[GIVEN DATA]:
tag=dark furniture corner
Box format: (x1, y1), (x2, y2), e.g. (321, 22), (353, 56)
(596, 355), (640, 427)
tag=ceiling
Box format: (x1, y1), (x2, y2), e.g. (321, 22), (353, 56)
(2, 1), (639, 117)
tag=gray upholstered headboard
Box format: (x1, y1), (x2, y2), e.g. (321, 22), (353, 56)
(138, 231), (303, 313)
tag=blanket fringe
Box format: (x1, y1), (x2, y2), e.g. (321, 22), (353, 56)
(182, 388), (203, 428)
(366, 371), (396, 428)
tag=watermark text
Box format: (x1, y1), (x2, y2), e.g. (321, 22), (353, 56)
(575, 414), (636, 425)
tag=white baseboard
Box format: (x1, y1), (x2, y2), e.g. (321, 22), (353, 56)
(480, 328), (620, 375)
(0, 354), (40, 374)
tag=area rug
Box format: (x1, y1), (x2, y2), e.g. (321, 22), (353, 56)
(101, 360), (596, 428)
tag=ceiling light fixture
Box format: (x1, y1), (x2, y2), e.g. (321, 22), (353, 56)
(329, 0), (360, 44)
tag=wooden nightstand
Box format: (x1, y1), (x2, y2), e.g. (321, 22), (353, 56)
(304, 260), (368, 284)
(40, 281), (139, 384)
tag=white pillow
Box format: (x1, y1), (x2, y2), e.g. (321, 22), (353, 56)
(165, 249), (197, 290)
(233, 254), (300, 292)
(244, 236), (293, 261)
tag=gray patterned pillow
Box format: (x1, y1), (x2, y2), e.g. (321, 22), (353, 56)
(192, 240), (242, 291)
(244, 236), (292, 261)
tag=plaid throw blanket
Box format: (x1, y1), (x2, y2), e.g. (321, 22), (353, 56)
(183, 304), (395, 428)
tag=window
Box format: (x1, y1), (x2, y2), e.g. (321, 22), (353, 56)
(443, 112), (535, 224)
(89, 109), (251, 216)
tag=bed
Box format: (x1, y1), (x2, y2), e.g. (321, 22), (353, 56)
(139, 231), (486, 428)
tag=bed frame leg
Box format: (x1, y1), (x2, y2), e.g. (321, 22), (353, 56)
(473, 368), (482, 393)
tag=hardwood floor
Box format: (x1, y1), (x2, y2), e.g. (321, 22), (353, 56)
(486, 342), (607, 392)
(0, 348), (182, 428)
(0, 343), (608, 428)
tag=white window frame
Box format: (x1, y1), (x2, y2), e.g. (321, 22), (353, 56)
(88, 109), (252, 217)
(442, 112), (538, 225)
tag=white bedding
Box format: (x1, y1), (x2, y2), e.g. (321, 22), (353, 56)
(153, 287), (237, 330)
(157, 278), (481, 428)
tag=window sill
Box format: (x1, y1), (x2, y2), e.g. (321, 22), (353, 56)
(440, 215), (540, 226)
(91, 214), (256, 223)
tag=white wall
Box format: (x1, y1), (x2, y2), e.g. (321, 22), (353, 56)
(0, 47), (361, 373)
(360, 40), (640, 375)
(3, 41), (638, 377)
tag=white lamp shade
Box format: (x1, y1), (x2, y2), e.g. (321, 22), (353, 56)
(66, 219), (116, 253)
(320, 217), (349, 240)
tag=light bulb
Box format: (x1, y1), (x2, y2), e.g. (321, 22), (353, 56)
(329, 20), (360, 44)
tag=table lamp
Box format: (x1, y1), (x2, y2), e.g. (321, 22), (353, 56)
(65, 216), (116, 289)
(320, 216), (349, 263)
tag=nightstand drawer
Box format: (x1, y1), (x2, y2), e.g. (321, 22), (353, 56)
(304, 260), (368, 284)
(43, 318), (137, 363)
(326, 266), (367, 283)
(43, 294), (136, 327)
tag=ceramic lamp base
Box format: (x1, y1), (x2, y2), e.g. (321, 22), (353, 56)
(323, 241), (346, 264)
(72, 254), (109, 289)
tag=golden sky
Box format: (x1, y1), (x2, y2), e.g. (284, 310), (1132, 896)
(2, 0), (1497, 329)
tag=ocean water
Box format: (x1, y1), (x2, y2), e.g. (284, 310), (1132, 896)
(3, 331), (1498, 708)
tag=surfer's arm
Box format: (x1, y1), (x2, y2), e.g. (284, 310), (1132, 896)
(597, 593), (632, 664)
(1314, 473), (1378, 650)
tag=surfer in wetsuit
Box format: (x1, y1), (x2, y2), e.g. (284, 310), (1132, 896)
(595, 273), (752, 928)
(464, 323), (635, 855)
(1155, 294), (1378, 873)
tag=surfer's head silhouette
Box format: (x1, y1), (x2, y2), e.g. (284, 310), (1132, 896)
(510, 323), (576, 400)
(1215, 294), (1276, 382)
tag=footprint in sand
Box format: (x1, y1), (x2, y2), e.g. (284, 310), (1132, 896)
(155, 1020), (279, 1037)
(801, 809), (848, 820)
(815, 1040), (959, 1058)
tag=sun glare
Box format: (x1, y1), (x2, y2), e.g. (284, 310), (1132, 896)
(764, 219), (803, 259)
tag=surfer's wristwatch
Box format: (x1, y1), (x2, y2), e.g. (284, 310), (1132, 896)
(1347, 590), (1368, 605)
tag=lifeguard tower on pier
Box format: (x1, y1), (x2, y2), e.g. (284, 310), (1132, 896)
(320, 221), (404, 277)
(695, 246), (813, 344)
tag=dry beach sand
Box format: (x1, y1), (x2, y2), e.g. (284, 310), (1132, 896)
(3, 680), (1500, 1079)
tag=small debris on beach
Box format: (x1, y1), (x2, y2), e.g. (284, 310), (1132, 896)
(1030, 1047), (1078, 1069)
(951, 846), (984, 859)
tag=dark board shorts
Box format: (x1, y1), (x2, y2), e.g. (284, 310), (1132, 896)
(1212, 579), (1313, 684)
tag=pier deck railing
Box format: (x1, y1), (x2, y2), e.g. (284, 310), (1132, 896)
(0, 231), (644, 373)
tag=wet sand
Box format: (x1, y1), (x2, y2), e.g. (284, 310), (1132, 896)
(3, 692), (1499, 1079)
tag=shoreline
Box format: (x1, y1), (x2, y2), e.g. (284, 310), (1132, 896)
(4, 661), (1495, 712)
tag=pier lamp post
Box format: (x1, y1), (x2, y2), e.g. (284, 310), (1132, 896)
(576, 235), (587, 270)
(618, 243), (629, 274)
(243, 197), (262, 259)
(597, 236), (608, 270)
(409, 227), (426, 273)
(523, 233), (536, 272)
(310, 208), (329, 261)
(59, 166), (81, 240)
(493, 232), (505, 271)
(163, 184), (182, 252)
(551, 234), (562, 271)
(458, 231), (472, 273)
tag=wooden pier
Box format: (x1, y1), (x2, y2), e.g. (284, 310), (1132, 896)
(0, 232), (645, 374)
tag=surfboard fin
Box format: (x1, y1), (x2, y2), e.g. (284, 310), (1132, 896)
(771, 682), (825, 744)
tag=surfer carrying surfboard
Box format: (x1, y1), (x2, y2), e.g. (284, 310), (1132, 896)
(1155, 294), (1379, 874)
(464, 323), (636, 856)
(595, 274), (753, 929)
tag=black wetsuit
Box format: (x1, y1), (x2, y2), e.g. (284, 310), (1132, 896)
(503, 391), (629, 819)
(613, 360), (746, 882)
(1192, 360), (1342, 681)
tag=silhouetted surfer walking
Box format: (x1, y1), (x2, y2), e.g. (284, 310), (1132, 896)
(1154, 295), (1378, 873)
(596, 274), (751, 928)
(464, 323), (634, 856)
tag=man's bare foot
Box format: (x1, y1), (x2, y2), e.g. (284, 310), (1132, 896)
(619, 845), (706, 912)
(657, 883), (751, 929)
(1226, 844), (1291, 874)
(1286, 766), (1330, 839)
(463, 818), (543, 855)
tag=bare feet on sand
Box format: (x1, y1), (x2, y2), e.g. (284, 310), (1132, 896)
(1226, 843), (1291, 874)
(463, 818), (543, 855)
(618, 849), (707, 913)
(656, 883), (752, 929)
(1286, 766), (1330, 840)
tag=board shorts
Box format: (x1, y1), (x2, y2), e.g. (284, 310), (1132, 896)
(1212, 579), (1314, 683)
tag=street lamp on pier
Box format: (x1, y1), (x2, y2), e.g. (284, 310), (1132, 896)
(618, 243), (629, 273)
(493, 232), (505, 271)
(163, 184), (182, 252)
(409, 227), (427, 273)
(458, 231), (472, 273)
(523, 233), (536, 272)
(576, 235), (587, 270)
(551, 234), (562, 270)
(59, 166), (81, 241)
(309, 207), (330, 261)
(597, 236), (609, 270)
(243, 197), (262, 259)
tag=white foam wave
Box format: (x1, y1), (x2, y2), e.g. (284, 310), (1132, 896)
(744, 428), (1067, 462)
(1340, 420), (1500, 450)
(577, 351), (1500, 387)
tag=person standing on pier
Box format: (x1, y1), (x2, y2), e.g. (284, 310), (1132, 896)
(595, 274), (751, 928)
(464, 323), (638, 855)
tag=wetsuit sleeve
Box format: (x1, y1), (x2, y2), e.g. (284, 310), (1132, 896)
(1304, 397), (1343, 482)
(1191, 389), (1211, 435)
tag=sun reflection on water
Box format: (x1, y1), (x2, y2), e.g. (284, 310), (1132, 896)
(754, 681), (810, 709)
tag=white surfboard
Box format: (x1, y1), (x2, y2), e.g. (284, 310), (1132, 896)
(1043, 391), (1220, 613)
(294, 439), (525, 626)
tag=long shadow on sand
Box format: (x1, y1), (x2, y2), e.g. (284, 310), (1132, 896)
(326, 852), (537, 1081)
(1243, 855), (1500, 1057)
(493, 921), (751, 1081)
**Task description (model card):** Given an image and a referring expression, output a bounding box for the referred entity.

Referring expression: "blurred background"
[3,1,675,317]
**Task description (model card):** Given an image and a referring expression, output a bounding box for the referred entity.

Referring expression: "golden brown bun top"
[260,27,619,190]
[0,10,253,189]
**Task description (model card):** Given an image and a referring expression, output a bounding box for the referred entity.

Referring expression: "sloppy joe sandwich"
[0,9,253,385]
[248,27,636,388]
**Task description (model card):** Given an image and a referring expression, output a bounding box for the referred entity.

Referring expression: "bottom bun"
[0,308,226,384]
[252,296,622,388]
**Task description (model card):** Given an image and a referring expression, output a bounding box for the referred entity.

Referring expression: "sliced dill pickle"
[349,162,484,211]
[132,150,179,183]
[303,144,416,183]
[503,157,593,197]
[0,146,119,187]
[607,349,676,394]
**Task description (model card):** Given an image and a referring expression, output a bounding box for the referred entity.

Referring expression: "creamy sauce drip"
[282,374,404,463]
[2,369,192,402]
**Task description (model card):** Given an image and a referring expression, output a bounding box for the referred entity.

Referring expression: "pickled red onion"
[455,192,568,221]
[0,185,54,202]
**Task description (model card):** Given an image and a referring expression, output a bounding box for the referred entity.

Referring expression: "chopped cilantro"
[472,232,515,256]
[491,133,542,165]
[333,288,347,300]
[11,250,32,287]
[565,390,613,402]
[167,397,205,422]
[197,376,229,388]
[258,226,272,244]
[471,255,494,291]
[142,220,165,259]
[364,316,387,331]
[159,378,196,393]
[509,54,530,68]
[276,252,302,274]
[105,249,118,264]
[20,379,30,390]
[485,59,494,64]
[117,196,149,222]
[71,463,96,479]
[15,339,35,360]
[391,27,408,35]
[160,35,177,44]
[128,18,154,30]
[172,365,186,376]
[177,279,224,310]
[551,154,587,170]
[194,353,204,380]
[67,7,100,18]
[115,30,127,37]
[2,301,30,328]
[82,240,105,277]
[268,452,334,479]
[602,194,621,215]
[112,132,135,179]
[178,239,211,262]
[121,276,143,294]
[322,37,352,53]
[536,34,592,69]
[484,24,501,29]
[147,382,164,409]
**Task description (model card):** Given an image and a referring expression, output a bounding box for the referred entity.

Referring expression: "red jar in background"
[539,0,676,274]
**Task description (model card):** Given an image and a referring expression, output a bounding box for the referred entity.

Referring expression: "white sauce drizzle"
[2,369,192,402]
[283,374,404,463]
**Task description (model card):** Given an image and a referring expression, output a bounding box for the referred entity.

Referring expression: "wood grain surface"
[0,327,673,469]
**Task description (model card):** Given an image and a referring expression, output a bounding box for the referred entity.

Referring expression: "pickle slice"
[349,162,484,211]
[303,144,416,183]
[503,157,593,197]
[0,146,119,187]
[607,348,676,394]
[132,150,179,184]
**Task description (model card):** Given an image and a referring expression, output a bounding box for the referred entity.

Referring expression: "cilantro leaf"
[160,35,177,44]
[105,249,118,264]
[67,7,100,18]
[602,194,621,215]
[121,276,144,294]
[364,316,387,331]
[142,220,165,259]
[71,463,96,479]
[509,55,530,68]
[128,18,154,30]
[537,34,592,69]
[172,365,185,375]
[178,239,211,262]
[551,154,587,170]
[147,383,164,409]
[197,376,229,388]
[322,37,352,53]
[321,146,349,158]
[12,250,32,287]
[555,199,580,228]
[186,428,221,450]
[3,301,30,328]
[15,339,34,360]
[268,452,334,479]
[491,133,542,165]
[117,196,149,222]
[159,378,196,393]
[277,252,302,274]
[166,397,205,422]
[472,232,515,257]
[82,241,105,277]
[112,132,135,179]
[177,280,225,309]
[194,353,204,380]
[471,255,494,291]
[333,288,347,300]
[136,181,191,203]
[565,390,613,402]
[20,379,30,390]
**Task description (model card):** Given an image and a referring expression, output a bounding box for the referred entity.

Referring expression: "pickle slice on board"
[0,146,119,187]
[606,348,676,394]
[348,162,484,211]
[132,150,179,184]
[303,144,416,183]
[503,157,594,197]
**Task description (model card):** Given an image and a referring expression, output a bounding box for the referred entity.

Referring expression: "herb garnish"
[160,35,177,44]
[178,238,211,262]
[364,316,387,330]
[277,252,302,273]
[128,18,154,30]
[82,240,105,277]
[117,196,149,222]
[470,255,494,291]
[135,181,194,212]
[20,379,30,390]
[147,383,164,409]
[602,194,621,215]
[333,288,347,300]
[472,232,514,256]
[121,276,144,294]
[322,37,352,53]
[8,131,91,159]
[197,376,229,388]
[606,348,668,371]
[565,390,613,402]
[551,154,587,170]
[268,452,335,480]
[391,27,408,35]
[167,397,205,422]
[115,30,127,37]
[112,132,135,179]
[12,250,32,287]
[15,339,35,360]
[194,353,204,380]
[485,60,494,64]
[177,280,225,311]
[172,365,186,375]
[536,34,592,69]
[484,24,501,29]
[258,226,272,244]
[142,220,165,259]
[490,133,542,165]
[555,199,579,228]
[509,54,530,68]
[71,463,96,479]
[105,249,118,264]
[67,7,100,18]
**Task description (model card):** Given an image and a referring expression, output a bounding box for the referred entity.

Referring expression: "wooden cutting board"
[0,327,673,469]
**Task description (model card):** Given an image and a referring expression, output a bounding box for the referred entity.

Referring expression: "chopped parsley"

[WHAT THE TASK REQUIRES]:
Return word for word the lines above from the line with "tag=dry beach sand" to the line with "tag=dark board shorts", including both and leaving out all others.

[TASK ANSWER]:
tag=dry beach sand
Box format: (x1, y1), (x2, y2), e.g. (284, 310), (1132, 896)
(3, 680), (1500, 1079)
tag=small debris on beach
Box format: (x1, y1), (x2, y2), e.g. (284, 310), (1132, 896)
(1030, 1047), (1078, 1069)
(951, 846), (984, 859)
tag=dark board shorts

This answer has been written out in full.